**What you are asked to do**.
Print exactly the line with "bract accordingly in the photo above." and every line after it, through the final line of the material below.

Materials provided Block Start

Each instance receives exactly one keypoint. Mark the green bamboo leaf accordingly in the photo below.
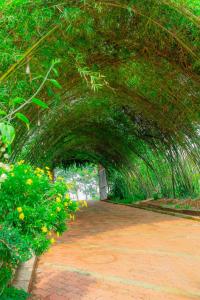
(3, 113)
(55, 83)
(17, 100)
(7, 133)
(39, 103)
(23, 118)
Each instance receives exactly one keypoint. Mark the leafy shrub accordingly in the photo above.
(33, 210)
(12, 293)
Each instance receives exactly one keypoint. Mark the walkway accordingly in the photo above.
(122, 253)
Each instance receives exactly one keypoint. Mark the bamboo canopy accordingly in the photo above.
(125, 92)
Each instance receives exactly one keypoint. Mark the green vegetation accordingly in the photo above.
(82, 181)
(113, 82)
(33, 210)
(107, 82)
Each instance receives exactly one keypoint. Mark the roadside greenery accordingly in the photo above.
(82, 181)
(113, 82)
(33, 212)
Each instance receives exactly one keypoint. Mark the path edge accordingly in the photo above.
(157, 210)
(24, 275)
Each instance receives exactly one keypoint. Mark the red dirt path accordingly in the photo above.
(122, 253)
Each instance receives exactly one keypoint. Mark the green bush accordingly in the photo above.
(12, 293)
(33, 210)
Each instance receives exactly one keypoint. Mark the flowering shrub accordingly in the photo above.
(33, 211)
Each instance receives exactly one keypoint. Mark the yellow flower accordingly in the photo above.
(44, 229)
(29, 181)
(58, 199)
(21, 216)
(19, 209)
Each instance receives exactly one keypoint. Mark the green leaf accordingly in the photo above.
(7, 132)
(3, 113)
(55, 83)
(39, 103)
(55, 72)
(17, 100)
(23, 118)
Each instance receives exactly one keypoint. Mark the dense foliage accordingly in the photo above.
(111, 82)
(33, 211)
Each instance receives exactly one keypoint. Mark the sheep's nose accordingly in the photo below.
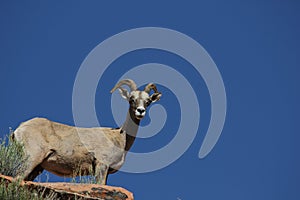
(141, 110)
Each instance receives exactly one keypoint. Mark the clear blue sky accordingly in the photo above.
(255, 45)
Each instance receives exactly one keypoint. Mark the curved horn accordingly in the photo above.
(149, 87)
(127, 82)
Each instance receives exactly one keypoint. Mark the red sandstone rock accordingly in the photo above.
(77, 190)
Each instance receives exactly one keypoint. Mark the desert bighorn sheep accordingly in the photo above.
(70, 151)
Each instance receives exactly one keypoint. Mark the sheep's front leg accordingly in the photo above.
(101, 173)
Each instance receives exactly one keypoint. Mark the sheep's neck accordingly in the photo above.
(130, 127)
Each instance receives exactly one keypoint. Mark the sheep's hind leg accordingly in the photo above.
(101, 173)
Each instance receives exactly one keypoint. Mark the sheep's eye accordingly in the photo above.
(148, 102)
(131, 100)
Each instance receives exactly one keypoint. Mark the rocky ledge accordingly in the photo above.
(76, 190)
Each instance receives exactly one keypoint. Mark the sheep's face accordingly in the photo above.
(140, 100)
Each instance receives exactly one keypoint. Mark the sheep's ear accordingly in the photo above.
(155, 96)
(124, 93)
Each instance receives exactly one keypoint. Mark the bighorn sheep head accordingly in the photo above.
(138, 100)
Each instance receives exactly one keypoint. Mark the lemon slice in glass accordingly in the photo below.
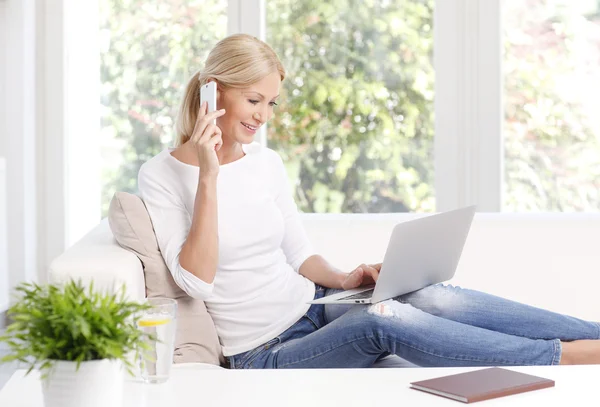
(154, 322)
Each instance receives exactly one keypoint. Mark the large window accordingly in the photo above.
(148, 52)
(355, 122)
(552, 125)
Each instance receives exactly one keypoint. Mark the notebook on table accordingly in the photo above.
(482, 384)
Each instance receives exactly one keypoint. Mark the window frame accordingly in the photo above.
(468, 149)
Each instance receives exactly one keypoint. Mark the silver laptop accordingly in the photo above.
(421, 252)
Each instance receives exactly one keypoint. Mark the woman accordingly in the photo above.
(229, 231)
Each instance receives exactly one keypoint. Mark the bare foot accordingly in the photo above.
(582, 352)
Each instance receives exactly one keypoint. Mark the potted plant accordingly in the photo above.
(81, 340)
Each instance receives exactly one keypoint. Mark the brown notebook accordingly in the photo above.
(482, 384)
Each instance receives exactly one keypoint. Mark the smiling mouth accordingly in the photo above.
(253, 128)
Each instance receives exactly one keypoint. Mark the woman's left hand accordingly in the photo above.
(361, 276)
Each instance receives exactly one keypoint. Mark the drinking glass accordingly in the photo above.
(160, 322)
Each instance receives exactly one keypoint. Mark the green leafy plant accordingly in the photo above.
(71, 323)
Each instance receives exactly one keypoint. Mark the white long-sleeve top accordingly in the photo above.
(257, 292)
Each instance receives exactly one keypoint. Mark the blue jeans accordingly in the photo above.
(440, 326)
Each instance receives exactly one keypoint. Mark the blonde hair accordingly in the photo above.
(237, 61)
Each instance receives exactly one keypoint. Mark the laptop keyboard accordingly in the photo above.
(359, 296)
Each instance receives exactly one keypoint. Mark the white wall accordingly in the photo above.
(3, 242)
(4, 293)
(18, 141)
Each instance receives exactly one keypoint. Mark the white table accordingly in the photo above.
(197, 385)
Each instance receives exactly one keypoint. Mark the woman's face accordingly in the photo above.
(247, 109)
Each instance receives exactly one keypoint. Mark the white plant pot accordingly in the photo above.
(97, 383)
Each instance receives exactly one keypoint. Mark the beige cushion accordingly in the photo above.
(196, 337)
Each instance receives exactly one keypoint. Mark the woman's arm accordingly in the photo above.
(200, 252)
(317, 269)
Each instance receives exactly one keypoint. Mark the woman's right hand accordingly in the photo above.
(207, 140)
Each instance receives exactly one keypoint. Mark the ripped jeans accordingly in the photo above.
(439, 326)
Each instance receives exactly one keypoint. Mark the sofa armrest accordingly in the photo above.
(98, 257)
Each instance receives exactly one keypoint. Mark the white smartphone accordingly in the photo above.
(208, 93)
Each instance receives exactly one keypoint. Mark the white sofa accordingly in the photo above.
(546, 260)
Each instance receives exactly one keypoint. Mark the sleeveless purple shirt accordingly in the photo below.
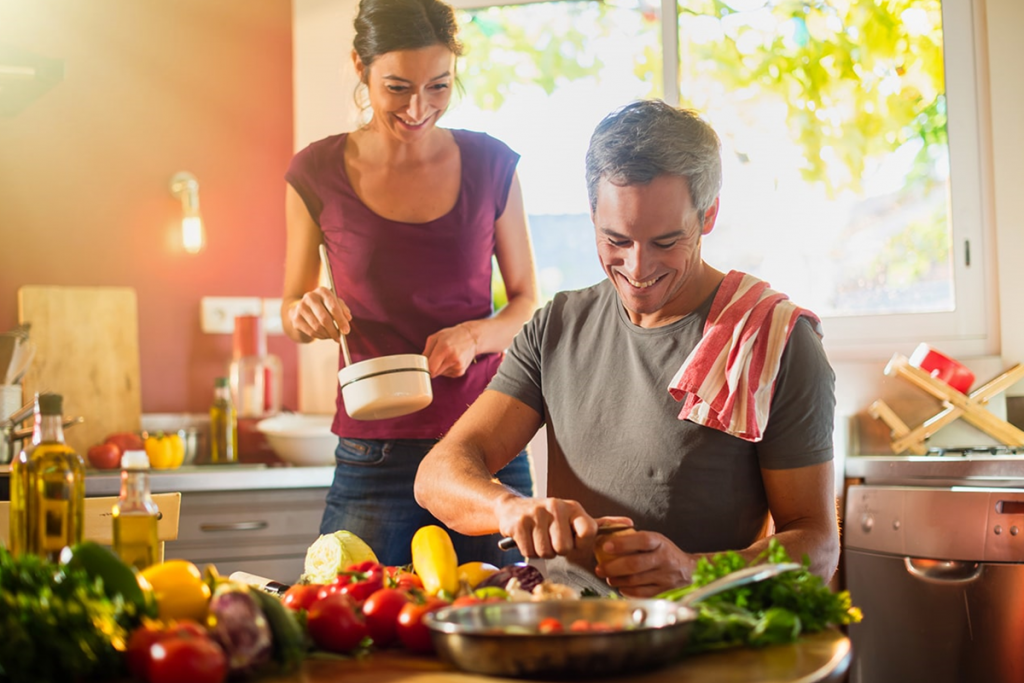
(404, 282)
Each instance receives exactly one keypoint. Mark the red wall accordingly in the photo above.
(152, 88)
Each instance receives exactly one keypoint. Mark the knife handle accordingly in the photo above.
(260, 583)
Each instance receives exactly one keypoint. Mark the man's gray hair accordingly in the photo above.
(648, 138)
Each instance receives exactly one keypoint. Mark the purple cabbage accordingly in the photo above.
(528, 575)
(239, 625)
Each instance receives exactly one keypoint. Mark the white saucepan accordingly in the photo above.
(380, 388)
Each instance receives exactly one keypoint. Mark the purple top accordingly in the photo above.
(404, 282)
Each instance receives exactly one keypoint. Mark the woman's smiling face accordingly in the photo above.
(409, 89)
(648, 240)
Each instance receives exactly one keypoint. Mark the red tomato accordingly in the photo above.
(334, 587)
(139, 647)
(186, 657)
(398, 578)
(300, 596)
(550, 625)
(333, 624)
(381, 610)
(104, 456)
(137, 650)
(412, 631)
(580, 625)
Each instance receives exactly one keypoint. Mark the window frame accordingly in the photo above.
(970, 330)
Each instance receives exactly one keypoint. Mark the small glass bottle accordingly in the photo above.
(223, 424)
(255, 375)
(47, 487)
(135, 515)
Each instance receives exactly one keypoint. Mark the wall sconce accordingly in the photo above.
(185, 186)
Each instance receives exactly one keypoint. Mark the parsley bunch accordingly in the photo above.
(57, 625)
(770, 611)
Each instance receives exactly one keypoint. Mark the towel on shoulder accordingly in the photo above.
(729, 377)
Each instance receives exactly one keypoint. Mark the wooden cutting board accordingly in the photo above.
(86, 342)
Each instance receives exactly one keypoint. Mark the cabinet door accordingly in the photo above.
(264, 532)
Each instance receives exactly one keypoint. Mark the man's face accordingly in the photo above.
(648, 240)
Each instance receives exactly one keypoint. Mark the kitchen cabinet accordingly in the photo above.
(265, 532)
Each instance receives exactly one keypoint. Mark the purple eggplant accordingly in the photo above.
(237, 622)
(528, 575)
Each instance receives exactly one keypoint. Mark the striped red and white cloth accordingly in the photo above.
(729, 377)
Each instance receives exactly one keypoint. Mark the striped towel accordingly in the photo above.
(729, 377)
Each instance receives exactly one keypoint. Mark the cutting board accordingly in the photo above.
(86, 342)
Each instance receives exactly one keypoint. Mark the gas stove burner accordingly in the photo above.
(976, 451)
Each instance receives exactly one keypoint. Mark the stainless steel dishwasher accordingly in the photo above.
(934, 556)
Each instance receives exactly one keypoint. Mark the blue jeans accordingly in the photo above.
(372, 497)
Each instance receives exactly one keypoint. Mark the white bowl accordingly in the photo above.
(386, 387)
(300, 439)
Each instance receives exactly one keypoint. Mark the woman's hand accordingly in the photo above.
(644, 564)
(320, 314)
(452, 350)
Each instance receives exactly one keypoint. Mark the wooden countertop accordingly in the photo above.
(818, 657)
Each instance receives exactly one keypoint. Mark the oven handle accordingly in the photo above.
(942, 571)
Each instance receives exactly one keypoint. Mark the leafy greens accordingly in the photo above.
(767, 612)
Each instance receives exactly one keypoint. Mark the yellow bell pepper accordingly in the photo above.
(435, 561)
(179, 590)
(166, 452)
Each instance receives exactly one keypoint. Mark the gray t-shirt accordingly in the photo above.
(616, 444)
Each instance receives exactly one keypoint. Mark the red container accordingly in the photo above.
(943, 368)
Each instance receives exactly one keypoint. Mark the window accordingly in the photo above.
(851, 150)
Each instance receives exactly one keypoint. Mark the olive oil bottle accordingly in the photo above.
(135, 515)
(47, 487)
(223, 424)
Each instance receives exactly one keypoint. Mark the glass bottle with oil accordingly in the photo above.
(223, 424)
(47, 487)
(135, 515)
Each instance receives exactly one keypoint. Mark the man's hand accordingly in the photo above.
(549, 526)
(644, 563)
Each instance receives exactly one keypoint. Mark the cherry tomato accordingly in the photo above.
(412, 631)
(550, 625)
(381, 610)
(365, 579)
(333, 624)
(580, 625)
(186, 657)
(104, 456)
(399, 578)
(334, 587)
(300, 596)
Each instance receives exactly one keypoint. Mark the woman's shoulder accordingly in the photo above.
(478, 140)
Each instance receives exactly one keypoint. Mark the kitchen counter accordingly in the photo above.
(972, 470)
(817, 657)
(204, 478)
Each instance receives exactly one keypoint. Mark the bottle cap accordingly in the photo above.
(134, 460)
(249, 337)
(49, 403)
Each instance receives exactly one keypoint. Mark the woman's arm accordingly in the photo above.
(307, 311)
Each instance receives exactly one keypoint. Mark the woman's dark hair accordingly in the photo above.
(386, 26)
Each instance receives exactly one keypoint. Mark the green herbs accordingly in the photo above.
(774, 610)
(57, 624)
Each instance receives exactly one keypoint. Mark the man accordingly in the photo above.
(594, 367)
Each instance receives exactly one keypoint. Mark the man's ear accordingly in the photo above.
(711, 215)
(359, 67)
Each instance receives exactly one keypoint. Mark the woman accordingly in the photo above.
(411, 214)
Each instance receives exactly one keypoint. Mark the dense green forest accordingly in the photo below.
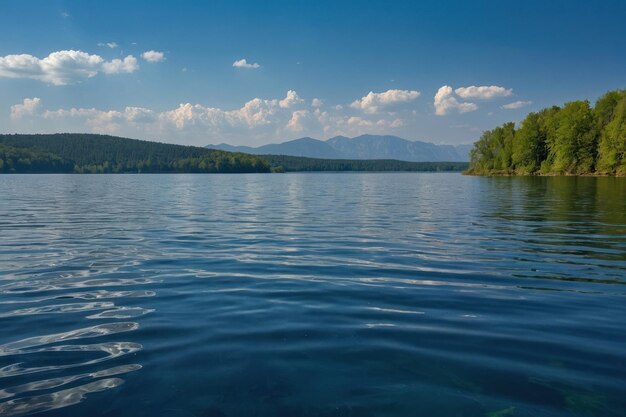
(575, 139)
(86, 153)
(283, 163)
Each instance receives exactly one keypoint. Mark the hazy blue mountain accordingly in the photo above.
(360, 147)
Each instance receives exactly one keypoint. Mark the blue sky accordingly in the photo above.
(435, 71)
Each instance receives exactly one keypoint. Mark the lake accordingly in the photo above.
(312, 295)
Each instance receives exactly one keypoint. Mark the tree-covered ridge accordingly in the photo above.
(575, 139)
(87, 153)
(284, 163)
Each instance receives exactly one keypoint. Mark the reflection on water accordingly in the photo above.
(312, 295)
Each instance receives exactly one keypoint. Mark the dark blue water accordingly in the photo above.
(312, 295)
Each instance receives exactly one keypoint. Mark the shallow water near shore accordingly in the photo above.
(312, 295)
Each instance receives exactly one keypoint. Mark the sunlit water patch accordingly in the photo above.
(312, 295)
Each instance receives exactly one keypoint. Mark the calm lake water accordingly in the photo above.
(312, 295)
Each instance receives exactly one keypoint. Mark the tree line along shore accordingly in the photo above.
(576, 139)
(95, 154)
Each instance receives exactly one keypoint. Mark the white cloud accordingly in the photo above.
(483, 92)
(291, 100)
(242, 63)
(516, 105)
(28, 107)
(372, 102)
(153, 56)
(257, 121)
(445, 102)
(117, 66)
(62, 67)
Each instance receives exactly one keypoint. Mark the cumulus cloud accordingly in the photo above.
(62, 67)
(516, 105)
(117, 66)
(258, 120)
(291, 100)
(28, 107)
(483, 92)
(446, 102)
(153, 56)
(242, 63)
(372, 102)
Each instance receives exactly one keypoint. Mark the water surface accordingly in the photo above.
(312, 295)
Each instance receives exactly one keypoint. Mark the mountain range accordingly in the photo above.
(360, 147)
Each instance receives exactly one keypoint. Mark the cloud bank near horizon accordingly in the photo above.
(264, 120)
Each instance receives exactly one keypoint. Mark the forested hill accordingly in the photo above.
(88, 153)
(575, 139)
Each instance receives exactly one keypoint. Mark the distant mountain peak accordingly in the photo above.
(360, 147)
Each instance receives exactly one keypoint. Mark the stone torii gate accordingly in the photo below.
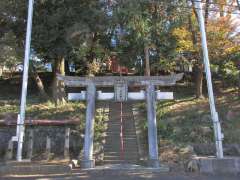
(120, 94)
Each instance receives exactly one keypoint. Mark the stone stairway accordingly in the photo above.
(112, 147)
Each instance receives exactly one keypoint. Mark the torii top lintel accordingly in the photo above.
(73, 81)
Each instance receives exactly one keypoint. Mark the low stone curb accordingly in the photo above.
(33, 169)
(211, 165)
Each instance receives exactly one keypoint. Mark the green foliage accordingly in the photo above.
(10, 55)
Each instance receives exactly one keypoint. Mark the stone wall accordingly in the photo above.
(56, 134)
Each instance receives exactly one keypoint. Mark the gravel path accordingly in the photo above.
(126, 175)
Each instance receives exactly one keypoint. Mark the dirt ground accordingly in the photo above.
(126, 175)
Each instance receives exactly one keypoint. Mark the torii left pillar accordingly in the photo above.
(88, 161)
(153, 160)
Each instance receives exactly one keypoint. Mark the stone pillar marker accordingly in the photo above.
(30, 144)
(9, 154)
(152, 126)
(48, 148)
(66, 143)
(88, 161)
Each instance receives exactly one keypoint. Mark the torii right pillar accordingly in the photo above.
(216, 124)
(153, 160)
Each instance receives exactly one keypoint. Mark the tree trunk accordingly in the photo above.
(238, 3)
(147, 62)
(38, 81)
(58, 86)
(199, 80)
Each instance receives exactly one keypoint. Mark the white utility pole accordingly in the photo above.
(216, 124)
(20, 125)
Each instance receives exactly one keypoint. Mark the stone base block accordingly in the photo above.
(87, 164)
(211, 165)
(154, 163)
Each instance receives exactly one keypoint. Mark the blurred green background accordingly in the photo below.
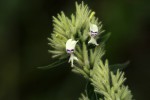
(25, 26)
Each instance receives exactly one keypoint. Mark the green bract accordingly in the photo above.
(105, 82)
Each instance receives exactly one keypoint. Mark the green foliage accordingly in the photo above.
(108, 84)
(103, 83)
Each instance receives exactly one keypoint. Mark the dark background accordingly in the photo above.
(25, 26)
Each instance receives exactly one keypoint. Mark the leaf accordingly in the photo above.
(90, 92)
(53, 65)
(115, 67)
(104, 38)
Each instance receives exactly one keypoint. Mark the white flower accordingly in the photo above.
(70, 46)
(93, 33)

Materials provided Block End

**Answer section**.
Each instance receives exactly one keypoint. Mark the green bract accordingly in the photo above.
(105, 82)
Each instance receives exactly one keypoint. Mark the green foliage accordingly in the photo above.
(108, 84)
(103, 83)
Each instance receives exactly one keypoint. Mark the dark background accordingly in the photo above.
(25, 26)
Each instance receives exactly one keypoint. Mark the leaf accordingly in the photo above.
(90, 92)
(53, 65)
(115, 67)
(104, 38)
Each instance receives exactly one keypoint. Mark the white flower accordingly in the photo above.
(70, 46)
(93, 33)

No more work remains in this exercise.